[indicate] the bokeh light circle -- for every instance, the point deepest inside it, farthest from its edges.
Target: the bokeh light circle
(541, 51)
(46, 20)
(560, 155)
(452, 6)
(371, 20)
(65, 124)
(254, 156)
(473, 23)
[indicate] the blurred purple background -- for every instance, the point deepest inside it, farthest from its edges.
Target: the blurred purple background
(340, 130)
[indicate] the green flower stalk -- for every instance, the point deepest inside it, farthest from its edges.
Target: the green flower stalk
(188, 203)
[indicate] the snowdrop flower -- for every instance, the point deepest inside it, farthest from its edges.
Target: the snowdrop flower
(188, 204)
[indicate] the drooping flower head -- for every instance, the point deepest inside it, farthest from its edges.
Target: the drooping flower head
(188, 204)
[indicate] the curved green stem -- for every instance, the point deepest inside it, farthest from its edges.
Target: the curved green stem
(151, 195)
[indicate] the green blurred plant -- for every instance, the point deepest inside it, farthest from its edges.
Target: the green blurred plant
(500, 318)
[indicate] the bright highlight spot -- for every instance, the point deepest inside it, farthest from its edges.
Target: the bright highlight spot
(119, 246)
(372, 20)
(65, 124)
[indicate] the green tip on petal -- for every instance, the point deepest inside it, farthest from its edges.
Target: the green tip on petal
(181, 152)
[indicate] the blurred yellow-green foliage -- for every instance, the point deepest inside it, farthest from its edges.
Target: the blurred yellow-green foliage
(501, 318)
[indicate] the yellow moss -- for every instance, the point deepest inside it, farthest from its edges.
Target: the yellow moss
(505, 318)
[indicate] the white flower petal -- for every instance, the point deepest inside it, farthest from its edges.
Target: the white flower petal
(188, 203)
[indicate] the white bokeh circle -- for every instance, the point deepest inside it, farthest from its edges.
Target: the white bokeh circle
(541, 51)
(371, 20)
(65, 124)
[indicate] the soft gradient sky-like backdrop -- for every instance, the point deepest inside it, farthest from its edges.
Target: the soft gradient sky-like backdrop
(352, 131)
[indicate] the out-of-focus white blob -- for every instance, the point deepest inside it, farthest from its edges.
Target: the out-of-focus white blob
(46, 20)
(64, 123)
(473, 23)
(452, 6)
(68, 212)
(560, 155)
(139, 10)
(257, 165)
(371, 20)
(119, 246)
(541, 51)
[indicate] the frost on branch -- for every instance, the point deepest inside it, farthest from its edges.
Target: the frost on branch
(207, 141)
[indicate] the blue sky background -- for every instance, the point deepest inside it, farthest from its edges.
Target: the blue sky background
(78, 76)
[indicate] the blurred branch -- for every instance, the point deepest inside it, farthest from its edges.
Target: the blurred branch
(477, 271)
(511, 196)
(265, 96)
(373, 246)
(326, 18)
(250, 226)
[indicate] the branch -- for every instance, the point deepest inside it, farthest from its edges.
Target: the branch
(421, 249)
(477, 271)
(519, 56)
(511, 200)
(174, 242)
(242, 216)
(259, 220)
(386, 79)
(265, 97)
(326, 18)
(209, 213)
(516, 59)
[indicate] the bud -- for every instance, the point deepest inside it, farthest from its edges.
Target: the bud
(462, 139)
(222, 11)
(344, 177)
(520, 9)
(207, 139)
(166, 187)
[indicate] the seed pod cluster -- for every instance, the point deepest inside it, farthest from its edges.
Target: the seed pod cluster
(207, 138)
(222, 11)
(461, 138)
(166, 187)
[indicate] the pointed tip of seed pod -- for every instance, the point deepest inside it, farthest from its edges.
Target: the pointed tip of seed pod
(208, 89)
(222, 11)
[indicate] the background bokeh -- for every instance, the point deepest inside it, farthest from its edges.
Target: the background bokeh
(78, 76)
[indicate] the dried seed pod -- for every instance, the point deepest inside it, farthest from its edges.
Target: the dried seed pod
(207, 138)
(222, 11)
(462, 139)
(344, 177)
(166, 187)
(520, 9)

- [What you have to do] After reading the data, retype all of it exactly as it reads.

- [Exercise solution]
[indicate] the bokeh light circle -- for every instance, the point deepest inside it, farthest from its edges.
Target: the bokeh light circle
(541, 51)
(46, 20)
(560, 155)
(452, 6)
(371, 20)
(65, 124)
(254, 156)
(473, 23)
[indicate] the blurred purple background -- for every instance, the point deepest inside it, farthest from its edges.
Target: the blurred purple background
(340, 130)
[indicate] the green flower stalk -- for every instance, the point deepest inside it, farthest from its edges.
Target: the green flower stalk
(188, 203)
[indicate] the snowdrop flower -- for every instance, the point deepest inside it, farthest from its edges.
Target: the snowdrop flower
(188, 204)
[indicate] the drooping flower head -- for every instance, the point deepest inside it, farthest from its edges.
Target: the drooping flower head
(188, 204)
[indicate] the curved green stem -- for every instance, the point deepest inside it, farthest from its edges.
Target: the curved green stem
(151, 195)
[indicate] the green blurred plant -- for every instance, the point deepest inside it, farthest from its edges.
Target: the green blurred plant
(500, 318)
[indicate] the bright highlight spot -- for every instance, the point deepest inside it, farthest from its edges.
Target: the bright highlight spot
(119, 246)
(372, 20)
(65, 124)
[indicate] the green tip on petal -- for every instance, the point deepest inside it, farthest from its edges.
Target: the green tip on petal
(181, 152)
[indicate] the blurred yellow-green foliage -- for every instance, the point deepest inside it, farthest from its edges.
Target: the blurred yellow-green foliage
(501, 318)
[indicate] the yellow moss -- for every instance, the point deepest inside it, farthest from its edges.
Target: the yellow moss
(505, 318)
[indicate] the white flower petal -- for every instance, the point deepest inside it, farthest from its edges.
Target: the white flower petal
(188, 203)
[indicate] the white bokeh circle -- for every instance, the point deepest inside it, farthest from its edges.
Target: the white bokeh circle
(541, 51)
(371, 20)
(65, 124)
[indicate] the soft gradient sky-like backdrop -- for every instance, the point deepest inside it, farthest from its edges.
Target: the soft gradient sky-like backdrop
(352, 131)
[indicate] the out-of-focus white blob -- for every instance, the point deepest inside it, farthest from its edges.
Target: the out-of-focus white blob
(46, 20)
(64, 123)
(473, 23)
(452, 6)
(68, 212)
(560, 155)
(139, 10)
(257, 165)
(371, 20)
(119, 246)
(541, 51)
[indicate] the frost on branch -- for every instance, the point deepest inside it, farthest from its edges.
Target: the frost on branch
(207, 141)
[indicate] the blue sky background -- for every instance, the point deepest inside it, farthest from its edges.
Target: the blue sky background
(78, 76)
[indicate] the blurred branch -- for every instance, the point deepest inside it, farthest from its edges.
Target: the blurred branch
(477, 271)
(511, 196)
(265, 96)
(373, 246)
(326, 18)
(250, 226)
[indicate] the branch -- for every instance, the point deepest inside it, farthest from its edges.
Target: the branch
(421, 249)
(477, 271)
(519, 56)
(511, 200)
(174, 242)
(242, 216)
(259, 220)
(386, 79)
(265, 97)
(326, 18)
(209, 213)
(516, 59)
[indicate] the bud -- for every instance, the point deepest inside it, farthest from its edges.
Target: the bud
(462, 139)
(222, 11)
(344, 177)
(520, 9)
(207, 139)
(166, 187)
[indicate] the seed pod cluster -- for every instance, the point deepest inside it, farthest from its edges.
Target: the seed pod cluster
(207, 138)
(222, 11)
(461, 138)
(166, 187)
[indicate] the pointed tip of seed pod -- for every instance, the point deepest inside it, farthest from its edges.
Target: the pointed tip of seed pod
(208, 89)
(222, 11)
[indicate] the background bokeh -- for every instance, the point deepest inside it, farthest from its edges.
Target: the background bokeh
(78, 76)
[indicate] the dried seed pod -- for every instance, the point deepest inside it, farthest from its edges.
Target: the dried seed pod
(207, 138)
(222, 11)
(462, 139)
(344, 177)
(166, 187)
(520, 9)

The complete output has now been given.